What is expected → Write out the material exactly. Do not include the pictures.

****

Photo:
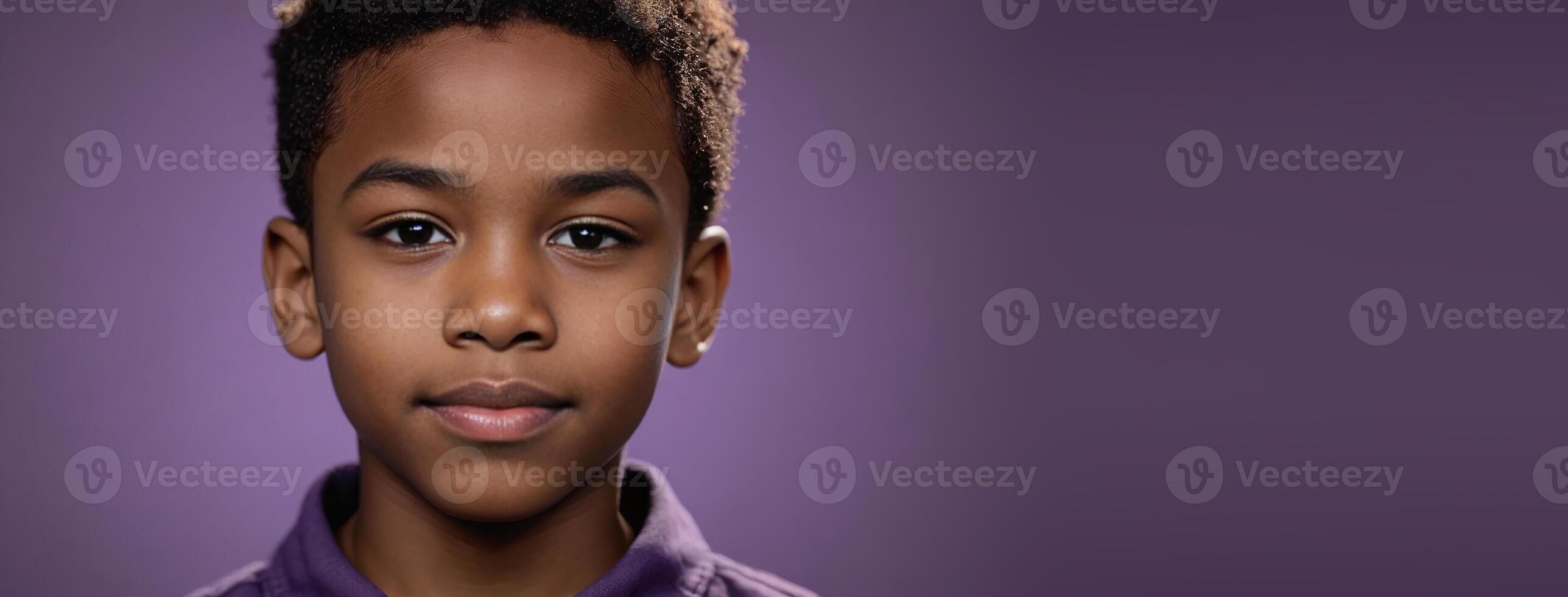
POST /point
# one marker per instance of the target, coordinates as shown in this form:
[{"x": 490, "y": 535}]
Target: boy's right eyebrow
[{"x": 404, "y": 173}]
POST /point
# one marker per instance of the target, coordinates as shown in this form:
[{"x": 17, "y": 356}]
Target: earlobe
[
  {"x": 290, "y": 287},
  {"x": 703, "y": 286}
]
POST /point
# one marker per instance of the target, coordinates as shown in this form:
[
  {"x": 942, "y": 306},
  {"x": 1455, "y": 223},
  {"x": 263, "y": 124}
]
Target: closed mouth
[{"x": 490, "y": 412}]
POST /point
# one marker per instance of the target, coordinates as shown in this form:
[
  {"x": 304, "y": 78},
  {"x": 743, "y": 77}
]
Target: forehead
[{"x": 522, "y": 87}]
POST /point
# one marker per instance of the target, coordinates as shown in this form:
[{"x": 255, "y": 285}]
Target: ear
[
  {"x": 703, "y": 286},
  {"x": 290, "y": 287}
]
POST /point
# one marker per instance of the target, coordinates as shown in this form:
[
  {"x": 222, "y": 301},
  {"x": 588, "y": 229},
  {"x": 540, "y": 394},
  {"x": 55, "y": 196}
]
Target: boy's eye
[
  {"x": 415, "y": 232},
  {"x": 585, "y": 237}
]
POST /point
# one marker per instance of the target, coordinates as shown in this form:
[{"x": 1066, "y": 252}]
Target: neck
[{"x": 407, "y": 546}]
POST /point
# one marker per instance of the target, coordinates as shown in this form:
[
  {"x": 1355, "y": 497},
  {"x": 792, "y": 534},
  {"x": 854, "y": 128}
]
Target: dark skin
[{"x": 529, "y": 269}]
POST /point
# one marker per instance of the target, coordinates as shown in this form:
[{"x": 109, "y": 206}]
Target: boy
[{"x": 496, "y": 163}]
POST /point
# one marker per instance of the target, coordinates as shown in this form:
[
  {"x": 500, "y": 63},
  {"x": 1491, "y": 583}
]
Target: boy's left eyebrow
[
  {"x": 590, "y": 182},
  {"x": 402, "y": 173}
]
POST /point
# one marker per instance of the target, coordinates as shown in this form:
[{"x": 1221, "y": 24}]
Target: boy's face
[{"x": 519, "y": 185}]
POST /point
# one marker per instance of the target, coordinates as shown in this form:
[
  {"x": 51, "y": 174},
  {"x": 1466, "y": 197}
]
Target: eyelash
[
  {"x": 621, "y": 239},
  {"x": 382, "y": 231}
]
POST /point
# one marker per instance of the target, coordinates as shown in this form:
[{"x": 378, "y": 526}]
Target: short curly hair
[{"x": 692, "y": 41}]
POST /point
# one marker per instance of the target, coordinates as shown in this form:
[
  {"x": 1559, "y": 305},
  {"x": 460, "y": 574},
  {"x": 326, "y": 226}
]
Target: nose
[{"x": 502, "y": 303}]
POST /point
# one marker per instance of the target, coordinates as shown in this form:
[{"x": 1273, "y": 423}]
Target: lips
[{"x": 487, "y": 412}]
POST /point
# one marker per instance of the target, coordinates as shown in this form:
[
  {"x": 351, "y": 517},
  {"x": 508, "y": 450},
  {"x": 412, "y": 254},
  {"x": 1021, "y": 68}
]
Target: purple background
[{"x": 915, "y": 378}]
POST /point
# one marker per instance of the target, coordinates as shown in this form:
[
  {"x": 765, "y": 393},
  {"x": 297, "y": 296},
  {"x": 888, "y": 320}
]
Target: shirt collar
[{"x": 667, "y": 558}]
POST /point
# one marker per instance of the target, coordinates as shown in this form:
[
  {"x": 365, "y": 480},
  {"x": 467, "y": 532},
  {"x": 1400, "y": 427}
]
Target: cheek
[{"x": 377, "y": 331}]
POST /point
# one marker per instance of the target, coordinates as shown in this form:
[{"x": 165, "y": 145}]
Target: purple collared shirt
[{"x": 667, "y": 558}]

****

Answer below →
Photo:
POST /point
# one marker per instance of the target, coordinates as shown in this form:
[{"x": 490, "y": 535}]
Target: boy's right eyebrow
[{"x": 404, "y": 173}]
POST /point
# one marker per instance of the target, coordinates as shown in this form:
[{"x": 17, "y": 356}]
Target: earlobe
[
  {"x": 290, "y": 287},
  {"x": 703, "y": 286}
]
POST /point
# one marker per instance of the target, coordinates as shown in this form:
[
  {"x": 942, "y": 306},
  {"x": 1455, "y": 223},
  {"x": 263, "y": 124}
]
Target: closed mouth
[{"x": 490, "y": 412}]
POST /point
# one marker per instance of the target, coordinates as shown in this form:
[
  {"x": 304, "y": 78},
  {"x": 743, "y": 77}
]
Target: forehead
[{"x": 522, "y": 87}]
POST /point
# one marker per instance of the target, coordinates as shown in this form:
[{"x": 255, "y": 285}]
Target: ear
[
  {"x": 703, "y": 286},
  {"x": 290, "y": 287}
]
POST /point
# one marker per instance of the target, coordinates as shown in this form:
[
  {"x": 222, "y": 301},
  {"x": 588, "y": 229},
  {"x": 540, "y": 394},
  {"x": 55, "y": 196}
]
Target: boy's eye
[
  {"x": 415, "y": 232},
  {"x": 585, "y": 237}
]
POST /point
# one marker per instance of the target, coordinates as shown in this form:
[{"x": 1066, "y": 252}]
Target: neck
[{"x": 407, "y": 546}]
POST /point
# one marker per instance of the target, coordinates as shown in this form:
[
  {"x": 1355, "y": 497},
  {"x": 792, "y": 534},
  {"x": 854, "y": 128}
]
Target: dark skin
[{"x": 529, "y": 269}]
POST /point
# one marker per instance of the target, coordinates as shown in this form:
[{"x": 109, "y": 206}]
Target: boy
[{"x": 496, "y": 163}]
POST /point
# one marker per instance of the target, coordinates as shown in this form:
[
  {"x": 500, "y": 63},
  {"x": 1491, "y": 583}
]
Target: boy's left eyebrow
[
  {"x": 590, "y": 182},
  {"x": 402, "y": 173}
]
POST /point
# one marker per instance of the target, coordinates as shown in this form:
[{"x": 1221, "y": 24}]
Target: boy's face
[{"x": 519, "y": 185}]
POST /point
# one marker per instance of the target, coordinates as shown in this form:
[
  {"x": 51, "y": 174},
  {"x": 1466, "y": 197}
]
Target: eyelash
[
  {"x": 621, "y": 239},
  {"x": 382, "y": 231}
]
POST /point
# one marker per instance of the target, coordinates as shown in this form:
[{"x": 378, "y": 526}]
Target: short curly hair
[{"x": 692, "y": 41}]
POST /point
# one marker per instance of the target, coordinates as shown in this form:
[
  {"x": 1559, "y": 305},
  {"x": 460, "y": 574},
  {"x": 326, "y": 226}
]
Target: nose
[{"x": 502, "y": 303}]
POST /point
# one marker per instance of the target, coordinates as shown in this form:
[{"x": 1273, "y": 423}]
Target: lips
[{"x": 487, "y": 412}]
POST /point
# one marker per instance of the target, coordinates as shown in this form:
[
  {"x": 351, "y": 517},
  {"x": 508, "y": 450},
  {"x": 412, "y": 254},
  {"x": 1021, "y": 68}
]
Target: purple background
[{"x": 915, "y": 378}]
POST /point
# one marker per instance of the target, coordinates as shown in this form:
[
  {"x": 765, "y": 393},
  {"x": 297, "y": 296},
  {"x": 888, "y": 320}
]
Target: shirt collar
[{"x": 667, "y": 558}]
POST /point
# one marker per instance of the target, coordinates as shown in this form:
[
  {"x": 365, "y": 480},
  {"x": 467, "y": 532},
  {"x": 1400, "y": 427}
]
Target: cheek
[{"x": 377, "y": 331}]
POST /point
# one marker per instance of the target, coordinates as shown in this form:
[{"x": 165, "y": 145}]
Target: purple collared shirt
[{"x": 667, "y": 558}]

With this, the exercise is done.